RECORDS SUPPLIED —

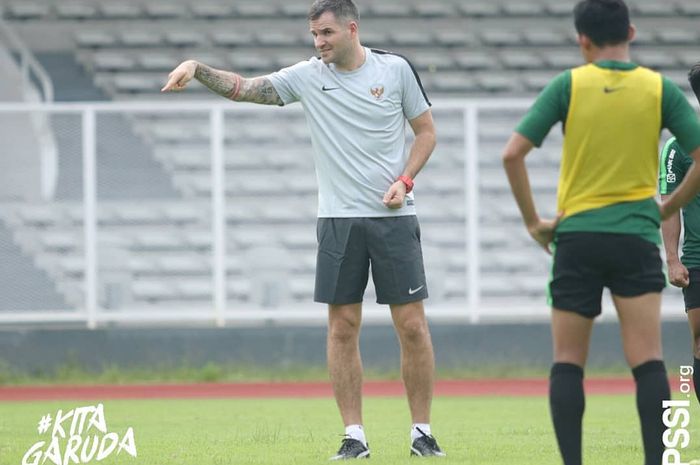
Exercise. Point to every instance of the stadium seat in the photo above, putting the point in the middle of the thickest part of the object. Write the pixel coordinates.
(688, 59)
(120, 10)
(157, 240)
(76, 10)
(375, 38)
(159, 60)
(40, 216)
(269, 38)
(535, 82)
(113, 60)
(496, 83)
(431, 60)
(434, 9)
(152, 290)
(479, 8)
(644, 37)
(212, 10)
(522, 8)
(251, 61)
(141, 265)
(294, 10)
(411, 38)
(689, 8)
(140, 214)
(141, 38)
(454, 38)
(304, 239)
(185, 38)
(27, 10)
(182, 264)
(231, 38)
(546, 37)
(93, 38)
(238, 289)
(390, 9)
(501, 38)
(61, 241)
(560, 8)
(198, 239)
(561, 60)
(165, 10)
(520, 59)
(474, 60)
(653, 9)
(677, 36)
(654, 58)
(256, 10)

PROBLEM STATEMENT —
When you transcribe the lines above, keep every word exact but leave the pictures behind.

EXERCISE OUTPUT —
Exercise. Point to every instance of the stadium seat in the photo above, putting the point in the middle of the thickest part of the object. Write the pixel coordinates.
(688, 59)
(120, 10)
(157, 240)
(76, 10)
(375, 38)
(159, 60)
(40, 216)
(269, 38)
(535, 82)
(113, 60)
(496, 83)
(431, 60)
(434, 9)
(152, 290)
(479, 8)
(644, 37)
(212, 10)
(522, 8)
(251, 61)
(141, 265)
(294, 10)
(411, 38)
(689, 8)
(140, 214)
(141, 38)
(454, 38)
(304, 239)
(185, 38)
(27, 10)
(182, 264)
(231, 38)
(546, 37)
(93, 38)
(238, 289)
(390, 9)
(501, 38)
(61, 241)
(560, 8)
(198, 239)
(561, 60)
(165, 10)
(520, 59)
(474, 60)
(653, 9)
(677, 36)
(654, 58)
(256, 10)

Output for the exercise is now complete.